[Saved entries]
☆ ☆ ☆
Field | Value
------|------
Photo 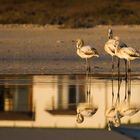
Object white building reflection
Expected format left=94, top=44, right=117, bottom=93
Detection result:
left=0, top=75, right=139, bottom=128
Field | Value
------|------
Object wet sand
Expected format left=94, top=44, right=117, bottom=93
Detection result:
left=0, top=25, right=140, bottom=75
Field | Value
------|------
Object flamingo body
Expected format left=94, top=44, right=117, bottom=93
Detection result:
left=77, top=103, right=98, bottom=117
left=77, top=45, right=99, bottom=59
left=116, top=47, right=140, bottom=61
left=76, top=39, right=99, bottom=59
left=104, top=39, right=116, bottom=56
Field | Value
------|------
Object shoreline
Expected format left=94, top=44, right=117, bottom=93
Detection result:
left=0, top=24, right=140, bottom=29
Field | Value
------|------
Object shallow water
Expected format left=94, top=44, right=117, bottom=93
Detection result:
left=0, top=74, right=139, bottom=129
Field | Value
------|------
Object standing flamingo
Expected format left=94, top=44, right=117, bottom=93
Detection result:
left=75, top=39, right=99, bottom=73
left=115, top=43, right=140, bottom=103
left=104, top=29, right=125, bottom=104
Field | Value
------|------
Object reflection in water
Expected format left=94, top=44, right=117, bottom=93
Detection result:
left=106, top=61, right=140, bottom=131
left=76, top=103, right=98, bottom=123
left=0, top=76, right=33, bottom=120
left=0, top=75, right=139, bottom=129
left=76, top=70, right=98, bottom=123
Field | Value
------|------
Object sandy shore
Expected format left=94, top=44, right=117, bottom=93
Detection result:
left=0, top=25, right=140, bottom=75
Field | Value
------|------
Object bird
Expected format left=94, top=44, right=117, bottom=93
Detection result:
left=104, top=28, right=120, bottom=104
left=106, top=106, right=122, bottom=131
left=119, top=102, right=140, bottom=117
left=114, top=37, right=128, bottom=103
left=115, top=41, right=140, bottom=102
left=104, top=28, right=117, bottom=67
left=106, top=99, right=140, bottom=131
left=75, top=39, right=99, bottom=73
left=76, top=84, right=98, bottom=124
left=115, top=44, right=140, bottom=66
left=76, top=102, right=98, bottom=123
left=105, top=29, right=128, bottom=104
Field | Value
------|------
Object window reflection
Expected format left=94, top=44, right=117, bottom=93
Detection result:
left=48, top=75, right=86, bottom=115
left=0, top=76, right=33, bottom=120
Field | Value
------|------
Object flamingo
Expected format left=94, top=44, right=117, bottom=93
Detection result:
left=104, top=29, right=124, bottom=104
left=115, top=42, right=140, bottom=102
left=106, top=78, right=140, bottom=131
left=74, top=39, right=98, bottom=123
left=106, top=103, right=140, bottom=131
left=106, top=87, right=140, bottom=131
left=106, top=106, right=122, bottom=131
left=76, top=102, right=98, bottom=123
left=119, top=102, right=140, bottom=117
left=76, top=79, right=98, bottom=123
left=74, top=39, right=99, bottom=73
left=104, top=28, right=116, bottom=70
left=106, top=81, right=123, bottom=132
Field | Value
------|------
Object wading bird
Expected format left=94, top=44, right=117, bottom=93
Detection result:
left=119, top=102, right=140, bottom=117
left=106, top=106, right=122, bottom=131
left=106, top=88, right=140, bottom=131
left=104, top=29, right=128, bottom=103
left=106, top=103, right=140, bottom=131
left=76, top=81, right=98, bottom=123
left=74, top=39, right=99, bottom=73
left=115, top=42, right=140, bottom=102
left=104, top=28, right=117, bottom=75
left=76, top=102, right=98, bottom=123
left=104, top=29, right=121, bottom=104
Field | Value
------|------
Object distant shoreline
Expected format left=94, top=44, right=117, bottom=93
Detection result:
left=0, top=24, right=140, bottom=29
left=0, top=0, right=140, bottom=28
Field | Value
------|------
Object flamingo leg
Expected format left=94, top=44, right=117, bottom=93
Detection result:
left=85, top=58, right=90, bottom=73
left=85, top=58, right=91, bottom=91
left=88, top=59, right=92, bottom=105
left=85, top=58, right=88, bottom=73
left=85, top=58, right=91, bottom=79
left=85, top=58, right=92, bottom=105
left=117, top=58, right=120, bottom=104
left=128, top=60, right=131, bottom=105
left=111, top=56, right=114, bottom=105
left=85, top=58, right=90, bottom=103
left=86, top=79, right=91, bottom=105
left=124, top=59, right=128, bottom=101
left=88, top=59, right=91, bottom=73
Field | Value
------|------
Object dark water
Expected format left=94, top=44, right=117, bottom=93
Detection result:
left=0, top=74, right=139, bottom=130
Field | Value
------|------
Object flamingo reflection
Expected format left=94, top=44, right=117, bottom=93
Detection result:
left=76, top=69, right=98, bottom=123
left=106, top=102, right=140, bottom=131
left=106, top=72, right=140, bottom=131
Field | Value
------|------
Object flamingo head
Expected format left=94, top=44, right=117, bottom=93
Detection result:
left=76, top=113, right=84, bottom=123
left=113, top=111, right=121, bottom=127
left=75, top=39, right=84, bottom=49
left=108, top=28, right=113, bottom=39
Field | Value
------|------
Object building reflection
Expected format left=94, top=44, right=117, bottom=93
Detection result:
left=0, top=75, right=139, bottom=128
left=0, top=76, right=33, bottom=120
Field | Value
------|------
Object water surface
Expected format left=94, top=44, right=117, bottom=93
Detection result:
left=0, top=74, right=139, bottom=129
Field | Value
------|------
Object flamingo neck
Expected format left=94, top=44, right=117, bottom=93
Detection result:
left=114, top=40, right=121, bottom=56
left=76, top=44, right=81, bottom=49
left=76, top=40, right=84, bottom=49
left=108, top=29, right=113, bottom=39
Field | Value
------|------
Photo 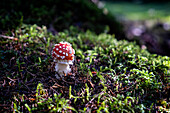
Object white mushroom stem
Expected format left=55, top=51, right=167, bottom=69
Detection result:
left=55, top=63, right=71, bottom=79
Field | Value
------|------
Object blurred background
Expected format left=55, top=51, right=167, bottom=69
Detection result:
left=97, top=0, right=170, bottom=56
left=1, top=0, right=170, bottom=56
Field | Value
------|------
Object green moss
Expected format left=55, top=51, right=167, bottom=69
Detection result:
left=0, top=24, right=169, bottom=112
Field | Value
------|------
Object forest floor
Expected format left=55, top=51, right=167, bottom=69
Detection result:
left=0, top=1, right=170, bottom=112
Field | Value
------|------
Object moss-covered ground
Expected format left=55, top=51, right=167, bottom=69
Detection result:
left=0, top=24, right=169, bottom=112
left=0, top=0, right=170, bottom=113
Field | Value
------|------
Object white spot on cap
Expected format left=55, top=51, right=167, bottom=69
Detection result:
left=59, top=46, right=62, bottom=48
left=66, top=53, right=68, bottom=56
left=55, top=44, right=59, bottom=46
left=56, top=48, right=59, bottom=51
left=57, top=55, right=60, bottom=57
left=59, top=50, right=62, bottom=53
left=61, top=56, right=65, bottom=59
left=54, top=51, right=57, bottom=55
left=69, top=49, right=72, bottom=54
left=63, top=48, right=65, bottom=50
left=63, top=52, right=65, bottom=55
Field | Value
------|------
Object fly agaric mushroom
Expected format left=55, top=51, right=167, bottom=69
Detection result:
left=52, top=42, right=75, bottom=78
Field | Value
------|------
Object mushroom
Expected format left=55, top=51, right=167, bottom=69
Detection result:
left=52, top=42, right=75, bottom=79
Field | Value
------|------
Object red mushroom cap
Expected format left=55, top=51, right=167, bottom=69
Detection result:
left=52, top=42, right=75, bottom=64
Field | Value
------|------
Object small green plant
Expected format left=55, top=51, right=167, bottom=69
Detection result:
left=13, top=83, right=77, bottom=112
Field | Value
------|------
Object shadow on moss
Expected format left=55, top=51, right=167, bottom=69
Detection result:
left=0, top=0, right=125, bottom=39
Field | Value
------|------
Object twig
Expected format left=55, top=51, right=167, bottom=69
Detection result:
left=52, top=83, right=65, bottom=88
left=62, top=79, right=75, bottom=84
left=88, top=80, right=94, bottom=88
left=26, top=70, right=36, bottom=77
left=21, top=81, right=31, bottom=91
left=2, top=80, right=6, bottom=87
left=7, top=77, right=16, bottom=82
left=50, top=87, right=60, bottom=95
left=0, top=34, right=18, bottom=41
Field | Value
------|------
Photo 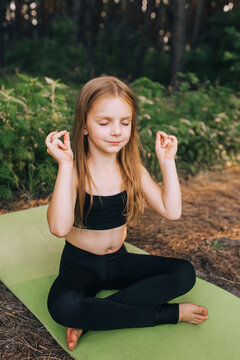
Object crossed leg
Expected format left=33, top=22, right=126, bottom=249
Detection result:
left=48, top=250, right=208, bottom=350
left=103, top=251, right=208, bottom=326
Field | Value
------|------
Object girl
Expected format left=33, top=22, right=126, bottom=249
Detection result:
left=45, top=75, right=208, bottom=351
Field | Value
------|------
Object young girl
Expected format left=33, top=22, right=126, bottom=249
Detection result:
left=45, top=75, right=208, bottom=351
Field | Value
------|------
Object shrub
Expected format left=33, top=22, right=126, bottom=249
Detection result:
left=131, top=75, right=240, bottom=179
left=1, top=74, right=239, bottom=201
left=0, top=73, right=73, bottom=200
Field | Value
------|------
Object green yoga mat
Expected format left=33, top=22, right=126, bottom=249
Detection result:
left=1, top=205, right=240, bottom=360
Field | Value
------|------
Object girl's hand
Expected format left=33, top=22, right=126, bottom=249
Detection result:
left=155, top=131, right=178, bottom=160
left=45, top=130, right=74, bottom=165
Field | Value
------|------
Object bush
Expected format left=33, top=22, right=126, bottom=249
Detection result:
left=0, top=73, right=74, bottom=200
left=131, top=75, right=240, bottom=179
left=1, top=74, right=239, bottom=201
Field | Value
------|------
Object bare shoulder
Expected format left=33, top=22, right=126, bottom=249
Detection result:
left=139, top=164, right=168, bottom=218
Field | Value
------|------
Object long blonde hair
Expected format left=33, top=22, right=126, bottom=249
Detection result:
left=71, top=75, right=146, bottom=228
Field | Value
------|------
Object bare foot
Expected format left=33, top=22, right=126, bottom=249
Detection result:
left=179, top=302, right=209, bottom=325
left=66, top=327, right=83, bottom=351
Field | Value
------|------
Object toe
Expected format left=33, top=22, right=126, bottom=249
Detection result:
left=66, top=329, right=77, bottom=350
left=197, top=306, right=208, bottom=316
left=194, top=314, right=209, bottom=324
left=196, top=314, right=208, bottom=320
left=68, top=342, right=75, bottom=350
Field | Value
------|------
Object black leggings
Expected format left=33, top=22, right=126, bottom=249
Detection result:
left=47, top=241, right=196, bottom=333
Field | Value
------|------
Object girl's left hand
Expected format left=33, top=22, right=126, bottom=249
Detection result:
left=155, top=131, right=178, bottom=160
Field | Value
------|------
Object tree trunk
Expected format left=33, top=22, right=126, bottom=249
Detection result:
left=0, top=0, right=8, bottom=72
left=13, top=0, right=22, bottom=43
left=133, top=0, right=142, bottom=79
left=122, top=16, right=129, bottom=79
left=39, top=0, right=47, bottom=36
left=191, top=0, right=204, bottom=48
left=169, top=0, right=187, bottom=88
left=85, top=0, right=95, bottom=79
left=134, top=0, right=154, bottom=79
left=100, top=0, right=110, bottom=75
left=72, top=0, right=83, bottom=43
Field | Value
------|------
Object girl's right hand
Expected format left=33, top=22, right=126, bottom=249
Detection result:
left=45, top=130, right=74, bottom=165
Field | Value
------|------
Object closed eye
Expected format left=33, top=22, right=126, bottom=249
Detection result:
left=99, top=122, right=130, bottom=126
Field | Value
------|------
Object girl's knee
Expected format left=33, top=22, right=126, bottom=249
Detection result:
left=47, top=288, right=84, bottom=326
left=176, top=259, right=196, bottom=293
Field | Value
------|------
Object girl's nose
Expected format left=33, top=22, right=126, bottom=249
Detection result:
left=111, top=124, right=121, bottom=136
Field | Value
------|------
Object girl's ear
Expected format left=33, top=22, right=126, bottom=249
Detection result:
left=83, top=124, right=88, bottom=135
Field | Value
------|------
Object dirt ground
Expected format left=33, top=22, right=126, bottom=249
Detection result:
left=0, top=165, right=240, bottom=359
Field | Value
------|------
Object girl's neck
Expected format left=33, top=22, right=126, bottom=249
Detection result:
left=86, top=156, right=123, bottom=195
left=87, top=154, right=119, bottom=173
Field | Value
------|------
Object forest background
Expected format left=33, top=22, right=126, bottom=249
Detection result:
left=0, top=2, right=240, bottom=359
left=0, top=0, right=240, bottom=202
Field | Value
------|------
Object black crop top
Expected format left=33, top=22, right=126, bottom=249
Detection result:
left=73, top=190, right=127, bottom=230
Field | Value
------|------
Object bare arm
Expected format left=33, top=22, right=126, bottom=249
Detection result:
left=159, top=158, right=181, bottom=219
left=47, top=162, right=77, bottom=237
left=45, top=130, right=78, bottom=237
left=140, top=131, right=181, bottom=220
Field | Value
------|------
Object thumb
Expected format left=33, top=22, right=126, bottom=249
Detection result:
left=64, top=132, right=71, bottom=148
left=155, top=132, right=161, bottom=152
left=155, top=132, right=161, bottom=145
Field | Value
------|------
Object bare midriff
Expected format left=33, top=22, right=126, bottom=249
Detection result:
left=65, top=224, right=127, bottom=255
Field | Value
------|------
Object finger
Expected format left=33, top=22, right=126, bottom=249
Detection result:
left=51, top=131, right=69, bottom=148
left=49, top=136, right=66, bottom=149
left=55, top=138, right=68, bottom=149
left=156, top=131, right=161, bottom=140
left=50, top=130, right=67, bottom=144
left=168, top=135, right=177, bottom=142
left=161, top=139, right=171, bottom=148
left=51, top=130, right=67, bottom=141
left=155, top=132, right=162, bottom=148
left=157, top=131, right=168, bottom=139
left=45, top=131, right=58, bottom=145
left=63, top=131, right=70, bottom=148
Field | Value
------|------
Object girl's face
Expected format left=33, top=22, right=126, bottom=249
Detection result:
left=84, top=96, right=132, bottom=155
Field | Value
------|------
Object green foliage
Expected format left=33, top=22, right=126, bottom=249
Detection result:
left=221, top=26, right=240, bottom=74
left=94, top=18, right=165, bottom=82
left=4, top=10, right=240, bottom=89
left=5, top=15, right=89, bottom=83
left=1, top=74, right=239, bottom=201
left=131, top=76, right=166, bottom=99
left=94, top=19, right=127, bottom=78
left=142, top=48, right=170, bottom=85
left=0, top=73, right=73, bottom=200
left=185, top=10, right=240, bottom=89
left=131, top=75, right=240, bottom=179
left=5, top=15, right=169, bottom=85
left=206, top=238, right=226, bottom=251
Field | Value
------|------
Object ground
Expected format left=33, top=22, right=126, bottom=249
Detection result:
left=0, top=165, right=240, bottom=359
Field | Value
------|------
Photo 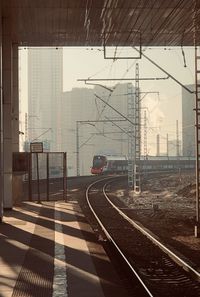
☆ ☆ ☆
- **AIM OF THE EXERCISE**
For every line in the entries above that contains "background", add one to a count, and give that number by itself.

- **SOLUTION TO THIS PROBLEM**
2